[Problem]
The data needs to be returned in full, exactly as it reads.

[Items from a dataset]
______

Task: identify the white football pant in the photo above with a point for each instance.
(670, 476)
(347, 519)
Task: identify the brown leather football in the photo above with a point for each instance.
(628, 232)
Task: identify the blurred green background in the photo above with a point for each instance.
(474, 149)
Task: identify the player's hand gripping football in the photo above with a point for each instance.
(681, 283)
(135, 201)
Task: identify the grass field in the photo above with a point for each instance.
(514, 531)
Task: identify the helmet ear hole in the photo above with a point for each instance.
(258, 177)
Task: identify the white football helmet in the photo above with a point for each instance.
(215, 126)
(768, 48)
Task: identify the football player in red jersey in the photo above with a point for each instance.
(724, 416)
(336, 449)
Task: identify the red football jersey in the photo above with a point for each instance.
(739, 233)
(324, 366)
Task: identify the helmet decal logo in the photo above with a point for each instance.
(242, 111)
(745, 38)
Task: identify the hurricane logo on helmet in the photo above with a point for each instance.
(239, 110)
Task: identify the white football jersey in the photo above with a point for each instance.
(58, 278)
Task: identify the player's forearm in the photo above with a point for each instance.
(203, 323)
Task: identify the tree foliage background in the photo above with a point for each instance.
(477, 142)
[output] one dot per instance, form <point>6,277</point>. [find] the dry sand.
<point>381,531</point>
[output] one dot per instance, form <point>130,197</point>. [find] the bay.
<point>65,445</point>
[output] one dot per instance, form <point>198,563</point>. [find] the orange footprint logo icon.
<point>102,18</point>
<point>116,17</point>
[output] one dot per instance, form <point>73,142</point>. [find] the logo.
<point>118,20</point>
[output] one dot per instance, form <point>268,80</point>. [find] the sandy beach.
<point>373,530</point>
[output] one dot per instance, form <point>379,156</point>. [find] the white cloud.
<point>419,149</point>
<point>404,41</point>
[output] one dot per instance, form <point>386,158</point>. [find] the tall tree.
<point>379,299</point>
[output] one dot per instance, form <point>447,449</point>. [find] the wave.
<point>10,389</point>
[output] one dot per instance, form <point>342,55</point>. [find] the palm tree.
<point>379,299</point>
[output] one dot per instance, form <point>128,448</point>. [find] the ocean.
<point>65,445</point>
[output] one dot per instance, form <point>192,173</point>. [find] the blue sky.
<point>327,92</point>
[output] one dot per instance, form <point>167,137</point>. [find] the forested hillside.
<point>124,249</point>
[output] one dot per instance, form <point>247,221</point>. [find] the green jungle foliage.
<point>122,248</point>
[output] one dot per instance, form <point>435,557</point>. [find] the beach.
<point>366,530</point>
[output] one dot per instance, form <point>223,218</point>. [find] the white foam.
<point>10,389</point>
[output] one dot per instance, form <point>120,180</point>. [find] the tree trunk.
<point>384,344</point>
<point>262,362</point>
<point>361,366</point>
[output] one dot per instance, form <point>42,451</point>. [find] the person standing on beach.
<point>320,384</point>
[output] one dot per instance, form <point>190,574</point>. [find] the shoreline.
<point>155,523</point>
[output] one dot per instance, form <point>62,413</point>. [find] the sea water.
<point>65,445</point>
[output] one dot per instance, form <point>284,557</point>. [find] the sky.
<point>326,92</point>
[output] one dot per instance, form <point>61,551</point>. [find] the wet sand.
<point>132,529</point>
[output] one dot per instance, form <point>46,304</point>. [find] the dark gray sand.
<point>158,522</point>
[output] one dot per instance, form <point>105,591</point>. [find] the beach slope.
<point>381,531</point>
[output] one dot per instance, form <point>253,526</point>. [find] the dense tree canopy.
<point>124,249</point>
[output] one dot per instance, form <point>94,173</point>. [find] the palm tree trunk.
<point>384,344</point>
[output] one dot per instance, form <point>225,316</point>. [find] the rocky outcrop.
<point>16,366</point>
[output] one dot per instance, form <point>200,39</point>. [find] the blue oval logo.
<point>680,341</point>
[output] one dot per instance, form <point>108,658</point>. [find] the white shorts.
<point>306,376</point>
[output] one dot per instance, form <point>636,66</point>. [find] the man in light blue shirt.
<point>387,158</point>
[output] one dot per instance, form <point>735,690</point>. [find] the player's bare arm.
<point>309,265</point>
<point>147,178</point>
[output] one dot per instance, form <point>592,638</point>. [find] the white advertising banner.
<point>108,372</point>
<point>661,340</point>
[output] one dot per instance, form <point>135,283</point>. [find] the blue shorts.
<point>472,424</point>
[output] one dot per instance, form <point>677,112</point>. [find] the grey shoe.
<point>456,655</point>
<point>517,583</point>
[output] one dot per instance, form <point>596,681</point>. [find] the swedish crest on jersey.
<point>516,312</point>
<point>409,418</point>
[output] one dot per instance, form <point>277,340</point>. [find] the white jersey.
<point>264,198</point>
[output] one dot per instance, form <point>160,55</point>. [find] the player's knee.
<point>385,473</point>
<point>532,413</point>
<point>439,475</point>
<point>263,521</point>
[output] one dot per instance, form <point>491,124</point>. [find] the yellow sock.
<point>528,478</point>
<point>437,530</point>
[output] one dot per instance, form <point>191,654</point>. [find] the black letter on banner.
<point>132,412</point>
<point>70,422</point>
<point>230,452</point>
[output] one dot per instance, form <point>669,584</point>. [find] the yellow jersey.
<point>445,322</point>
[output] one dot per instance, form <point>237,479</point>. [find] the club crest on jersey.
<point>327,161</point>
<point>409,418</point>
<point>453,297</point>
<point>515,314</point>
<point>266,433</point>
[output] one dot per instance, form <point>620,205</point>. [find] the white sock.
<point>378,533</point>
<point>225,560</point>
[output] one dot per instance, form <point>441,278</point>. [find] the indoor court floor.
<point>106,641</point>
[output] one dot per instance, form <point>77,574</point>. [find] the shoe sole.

______

[Your solution]
Task: identify the white football pant in the photo above with a point for each instance.
(670, 476)
(347, 519)
Task: identify the brown leather football in the photo above with a point for each instance.
(628, 232)
Task: identify the blurred green background in the photo above with a point for each instance.
(474, 149)
Task: identify the player's hand gripping football in the photo above with a point for each instance.
(681, 283)
(135, 201)
Task: identify the grass field in the photo above with a point for each instance.
(514, 531)
Task: identify the helmet ear hole in the photo above with a point for each instance.
(258, 177)
Task: identify the white football helmet in the photo above with a point for each instance.
(215, 126)
(768, 48)
Task: identify the football player in red jersey in the photo above with a point for each instance.
(724, 416)
(336, 449)
Task: identify the red football jersey in the photo above with a point for each instance.
(739, 233)
(324, 366)
Task: identify the helmet decal logo in the photo above with a point for each instance.
(242, 111)
(745, 38)
Task: identify the hurricane logo on helmet in the photo above with a point for each instance.
(239, 110)
Task: identify the white football jersey in the photo above with a point for each instance.
(58, 278)
Task: identify the player's forearm in the photo above with a point for each instance.
(203, 323)
Task: identify the tree foliage background in the photo above with a point for each instance.
(477, 142)
[output] one dot per instance, form <point>6,277</point>. [find] the dry sand.
<point>381,531</point>
[output] one dot per instance, form <point>130,197</point>. [find] the bay.
<point>65,445</point>
[output] one dot per instance, form <point>198,563</point>. [find] the orange footprint logo icon.
<point>102,18</point>
<point>116,17</point>
[output] one dot per instance, form <point>73,142</point>. [find] the logo.
<point>118,20</point>
[output] one dot per instance, form <point>268,80</point>. [find] the sandy beach.
<point>373,530</point>
[output] one dot per instance, form <point>379,156</point>. [find] the white cloud.
<point>419,149</point>
<point>404,41</point>
[output] one dot per instance, form <point>386,158</point>. [find] the tall tree.
<point>379,299</point>
[output] one dot per instance, form <point>447,449</point>. [find] the wave.
<point>10,389</point>
[output] one dot per instance, form <point>342,55</point>. [find] the palm tree.
<point>379,299</point>
[output] one dot per instance, form <point>128,448</point>. [find] the ocean.
<point>65,445</point>
[output] one dot per instance, form <point>192,173</point>. [find] the blue sky.
<point>327,92</point>
[output] one dot per instance, form <point>167,137</point>. [find] the forested hillside.
<point>124,249</point>
[output] one dot per instance, form <point>247,221</point>. [find] the green jungle foliage.
<point>122,248</point>
[output] one dot per instance, form <point>435,557</point>. [find] the beach.
<point>366,530</point>
[output] one dot per instance, form <point>223,218</point>. [find] the white foam.
<point>10,389</point>
[output] one dot per instance, form <point>120,180</point>. [find] the tree trunk.
<point>384,344</point>
<point>262,362</point>
<point>361,366</point>
[output] one dot per instance, form <point>42,451</point>. [find] the person standing on beach.
<point>320,384</point>
[output] one dot per instance, form <point>190,574</point>. [find] the shoreline.
<point>155,523</point>
[output] one dot per instance, form <point>62,413</point>. [find] the sea water.
<point>65,445</point>
[output] one dot per instance, form <point>284,557</point>. [find] the sky.
<point>326,92</point>
[output] one dot per instance, form <point>61,551</point>. [find] the wet sand.
<point>132,529</point>
[output] one dot per instance, form <point>46,304</point>. [find] the dark gray sand.
<point>158,522</point>
[output] one dot per instance, form <point>105,591</point>. [find] the beach slope.
<point>381,531</point>
[output] one dot per instance, form <point>253,526</point>. [find] the dense tree canopy.
<point>124,249</point>
[output] one dot per instance, form <point>94,173</point>. [find] the palm tree trunk.
<point>384,344</point>
[output] one dot per instance, form <point>225,316</point>. [find] the rocky outcrop.
<point>16,366</point>
[output] one dot per instance, form <point>200,39</point>. [find] the blue oval logo.
<point>680,341</point>
[output] one dot per instance, form <point>108,658</point>. [find] the white shorts.
<point>306,376</point>
[output] one dot per instance, form <point>636,66</point>. [find] the man in light blue shirt.
<point>387,158</point>
[output] one dot per instance, form <point>735,690</point>. [find] the player's bare arm.
<point>309,265</point>
<point>147,178</point>
[output] one dot per instance, form <point>592,638</point>. [find] the white advertising banner.
<point>108,372</point>
<point>661,340</point>
[output] one dot per instance, form <point>135,283</point>. [find] the blue shorts.
<point>472,424</point>
[output] one dot per instance, form <point>677,112</point>. [find] the grey shoe.
<point>456,655</point>
<point>517,583</point>
[output] one dot per instance, form <point>596,681</point>. [find] the swedish crest on jersey.
<point>516,312</point>
<point>409,418</point>
[output] one dot per instance, form <point>277,340</point>. [find] the white jersey.
<point>264,198</point>
[output] one dot per instance, form <point>160,55</point>. [find] the player's knee.
<point>385,473</point>
<point>532,413</point>
<point>439,475</point>
<point>263,521</point>
[output] one dot per instance, form <point>491,124</point>. [find] the yellow sock.
<point>528,478</point>
<point>437,530</point>
[output] one dot per instance, form <point>191,654</point>. [find] the black letter on banner.
<point>132,412</point>
<point>70,422</point>
<point>230,452</point>
[output] one dot per instance, form <point>669,584</point>. [find] the yellow jersey.
<point>445,322</point>
[output] one dot per instance, form <point>237,479</point>. [find] the club crest on jersey.
<point>327,161</point>
<point>409,418</point>
<point>453,297</point>
<point>515,314</point>
<point>266,433</point>
[output] one dot per instance, form <point>620,205</point>. [find] the white sock.
<point>378,533</point>
<point>225,560</point>
[output] one dot per instance, form <point>441,278</point>. [find] the indoor court floor.
<point>106,641</point>
[output] one dot per instance, form <point>77,574</point>. [find] the shoe sole.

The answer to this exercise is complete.